**EXERCISE REQUIREMENTS:**
1 - Summarize the essay on the women's movement in two sentences.
2 - According to the essay on the women's movement, who helped bring Inanna back from the Underworld?
3 - Carry on the essay on the women's movement from its final sentence.

**EXTRACT PROVIDED:**
==========
The Women's Movement: A Need for Deepened Direction

By Sharon G. Mijares

Humanity stands at a threshold. The presence of women will facilitate its crossing for it is the feminine archetype that manifests the capacity to love one’s neighbor as oneself and embody our relationship with Nature.

Far too many women are burdened by poverty or enticed by glamour. Many women spend an entire day simply fetching water for drinking, cooking and cleaning, whereas other women spend hours on media pursuits that simply entertain and divert attention from more important needs. There are also women in many parts of this globe who support the gathering of women in order to create needed change.

The Call

In 1992 Clarisa Pinkola-Estes wrote a book titled Women Who Run With the Wolves (Ballentine Books). She equated healthy women to healthy wolves, noting that they "shared certain psychic characteristics: keen sensing, playful spirit, and a heightened capacity for devotion. Women and wolves are relational by nature, inquiring, possessed of great endurance and strength" (p. 4). She emphasized that,

A woman's issues of soul cannot be treated by carving her into a more acceptable form as defined by an unconscious culture, nor can she be bent into a more intellectually acceptable shape by those who claim to be the sole bearers of consciousness. No, that is what has already caused millions of women who began as strong and natural powers to become outsiders in their own cultures. Instead, the goal must be the retrieval and succor of women's beauteous and natural psychic form. (p. 6)

The call is one of integrating power (instinctual knowing/fiery spirit/force of one's truth) with beauty (such as the presence, grace and emanation in all of nature and in the depths of our hearts). This is a journey— an awakening—to something much more than what we have been living. It is about a journey to greater wholeness, and this is not obtained lightly. It means entering the unknown.

One of the world's first written stories in cuneiform around 3,000 BCE, relates the Sumerian Goddess Inanna's descent into the Underworld. Inanna is a Queen in her world. She has a loving consort and all the delights a Queendom can bring. But she hears her sister, Ereshkigal, has lost her husband. Ereshkigal is Queen of the Underworld. In order to respond to this desire to comfort, Inanna must descend into the Underworld (the dark unknown) and in so doing relinquish all of her worldly possessions. There is a possibility that she might never return. This is a deeper type of a Call.

As had been warned, the meeting with her dark sister Ereshkigal brings on Inanna's death. Due to the caring devotion of her servant, Ninshubar, and the creative wisdom of the God Inki (the only ones willing to help), a trade is made and Inanna's body is brought up through the seven gates where all of her relinquished items (qualities) are returned to her. After what had been a three-day death, she is resurrected. She learns that her consort Dumuzi is sitting on her throne partying. But Inanna had gained fierceness. She had gone beyond social expectations of being the nice lady as she pointed to him and declared before all present that it would be he who would take her place. She had gained a deeper sense of justice, boundary care and power in the journey to the realm of her dark sister.

What are some of the ways to this hidden power? Could sensing envy or the like be a guide to knowing oneself at a deeper level? Is there a deeply hidden rage from six-thousand years of oppression that is often projected on other women as well as the men in our lives? What qualities within us need to be recognized? We don't have to act on them, but they can lead us deeper into our own Underworld. Without this inner journey, we will not be embodiments of the change that is needed. Mother Earth, Gaia, Pachamama is calling us. Let our wolf natures, as well as the ability to hear and heed the call, take us over. Listen to and feel the ancient myths in order to fulfill their teachings.
==========
Records of labeled points:
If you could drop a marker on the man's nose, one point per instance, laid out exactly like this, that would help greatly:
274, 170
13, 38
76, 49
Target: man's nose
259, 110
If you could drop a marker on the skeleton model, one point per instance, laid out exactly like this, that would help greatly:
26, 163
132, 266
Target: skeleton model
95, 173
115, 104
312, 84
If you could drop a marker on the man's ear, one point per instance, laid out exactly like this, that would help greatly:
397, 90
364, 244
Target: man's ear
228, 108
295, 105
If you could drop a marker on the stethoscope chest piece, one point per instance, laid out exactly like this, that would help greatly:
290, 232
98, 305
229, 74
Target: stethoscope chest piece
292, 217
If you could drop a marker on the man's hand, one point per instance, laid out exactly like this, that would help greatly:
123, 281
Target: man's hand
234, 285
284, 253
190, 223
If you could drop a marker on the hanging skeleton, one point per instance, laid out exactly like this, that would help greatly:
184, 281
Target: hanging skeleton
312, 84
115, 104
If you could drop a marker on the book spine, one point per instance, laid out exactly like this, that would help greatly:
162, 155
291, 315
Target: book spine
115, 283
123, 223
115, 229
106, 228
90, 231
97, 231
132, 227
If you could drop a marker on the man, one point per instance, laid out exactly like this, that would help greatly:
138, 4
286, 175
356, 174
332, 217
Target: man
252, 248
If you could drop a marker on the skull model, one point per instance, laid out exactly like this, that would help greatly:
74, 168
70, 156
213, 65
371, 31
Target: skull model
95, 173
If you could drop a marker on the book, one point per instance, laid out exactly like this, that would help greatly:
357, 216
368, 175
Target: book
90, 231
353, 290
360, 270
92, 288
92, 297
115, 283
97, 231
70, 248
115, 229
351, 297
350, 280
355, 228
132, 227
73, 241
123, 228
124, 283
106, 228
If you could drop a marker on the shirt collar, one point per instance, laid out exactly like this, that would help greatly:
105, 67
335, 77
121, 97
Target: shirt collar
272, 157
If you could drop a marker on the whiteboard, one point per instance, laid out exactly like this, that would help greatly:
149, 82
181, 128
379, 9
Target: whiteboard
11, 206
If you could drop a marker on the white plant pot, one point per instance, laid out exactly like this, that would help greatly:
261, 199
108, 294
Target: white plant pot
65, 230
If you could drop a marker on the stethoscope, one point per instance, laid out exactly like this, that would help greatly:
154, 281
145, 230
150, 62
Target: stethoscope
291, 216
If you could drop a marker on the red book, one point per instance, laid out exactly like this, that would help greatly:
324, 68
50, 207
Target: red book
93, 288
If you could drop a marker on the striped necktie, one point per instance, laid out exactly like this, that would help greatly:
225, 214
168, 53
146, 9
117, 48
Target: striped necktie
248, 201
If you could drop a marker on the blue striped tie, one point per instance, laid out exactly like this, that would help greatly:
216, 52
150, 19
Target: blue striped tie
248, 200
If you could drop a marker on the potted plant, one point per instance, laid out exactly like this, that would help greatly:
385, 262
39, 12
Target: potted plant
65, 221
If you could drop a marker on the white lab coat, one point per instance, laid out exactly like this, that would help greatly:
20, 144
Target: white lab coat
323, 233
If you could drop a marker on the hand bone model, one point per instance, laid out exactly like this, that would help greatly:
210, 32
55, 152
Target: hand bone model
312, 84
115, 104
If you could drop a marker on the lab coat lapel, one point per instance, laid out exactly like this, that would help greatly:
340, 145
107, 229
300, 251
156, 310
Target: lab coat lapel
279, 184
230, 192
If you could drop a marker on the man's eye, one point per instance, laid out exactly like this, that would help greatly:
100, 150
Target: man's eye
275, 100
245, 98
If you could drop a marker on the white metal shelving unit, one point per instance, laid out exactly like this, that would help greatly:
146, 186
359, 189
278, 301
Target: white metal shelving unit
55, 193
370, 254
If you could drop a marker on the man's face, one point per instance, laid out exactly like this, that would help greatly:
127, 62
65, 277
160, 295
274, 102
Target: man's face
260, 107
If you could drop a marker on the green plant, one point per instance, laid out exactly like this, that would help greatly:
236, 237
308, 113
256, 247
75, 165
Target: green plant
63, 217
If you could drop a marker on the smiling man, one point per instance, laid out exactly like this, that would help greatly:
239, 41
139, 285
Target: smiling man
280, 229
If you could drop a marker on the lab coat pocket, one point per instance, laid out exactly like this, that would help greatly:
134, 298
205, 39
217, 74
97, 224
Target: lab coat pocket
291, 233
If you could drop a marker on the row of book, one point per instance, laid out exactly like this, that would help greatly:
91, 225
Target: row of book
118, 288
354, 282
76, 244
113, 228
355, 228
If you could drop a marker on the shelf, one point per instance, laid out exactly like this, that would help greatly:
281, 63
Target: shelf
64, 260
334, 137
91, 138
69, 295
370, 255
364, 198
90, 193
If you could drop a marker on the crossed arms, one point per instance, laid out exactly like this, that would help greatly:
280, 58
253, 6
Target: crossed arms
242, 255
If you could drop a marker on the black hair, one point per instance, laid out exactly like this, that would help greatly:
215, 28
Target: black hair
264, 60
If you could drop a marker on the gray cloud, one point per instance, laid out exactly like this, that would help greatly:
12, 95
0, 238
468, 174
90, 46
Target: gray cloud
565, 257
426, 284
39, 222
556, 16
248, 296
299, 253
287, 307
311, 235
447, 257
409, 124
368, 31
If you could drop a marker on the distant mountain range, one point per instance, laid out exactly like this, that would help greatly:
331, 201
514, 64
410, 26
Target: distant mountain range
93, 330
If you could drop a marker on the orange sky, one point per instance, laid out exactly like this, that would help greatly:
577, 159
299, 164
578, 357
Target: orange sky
==========
**THE RESULTS:**
1 - The essay holds that women, through the feminine archetype of loving one's neighbor and embodying our relationship with Nature, will help humanity cross a threshold, and it describes the call as integrating power with beauty on a journey into the unknown, citing Clarisa Pinkola-Estes's comparison of healthy women to healthy wolves. It retells the Sumerian myth of Inanna's descent into the Underworld, from which she returns with fierceness, justice and power, and urges women to make their own inner journey so they can embody the change that is needed.

2 - Her servant Ninshubar and the God Inki helped her.

3 -
Into the Dark

Homer’s hymn to Demeter relates the story of Persephone, the Greek Goddess Demeter’s daughter, who is abducted into the Underworld and raped by its God, Haides. It is a story of the loss of youth as the young woman is taken from the protection and sweetness. Persephone’s (Kore’s) innocence lacks the wisdom to discern danger. Demeter the mother then wanders the earth searching for her daughter—expressing grief and rage in response to the loss. The earth enters a bitter winter. Because of Demeter’s momentous response, Persephone is allowed to visit her mother to assure her she is alive and well. During their reunion, the Goddess Hekate joins them. There is great happiness at the reunion. Persephone relates the story of the abduction and shares that Hekate ministered and companioned her in the Underworld.

Hekate (or Hecate) is also aligned with the dark worlds below. She represents wisdom, appearing alongside prominent gods and goddesses in the myths. Because Hekate also tells grieving Demeter she heard Persephone’s screams as she was abducted, she appears to represent an inner sensing, perhaps akin to the “wolf” nature that Clarissa Pinkola Estes describes. It illustrates deep wisdom obtained from the depths of the Underworld (facing darkness).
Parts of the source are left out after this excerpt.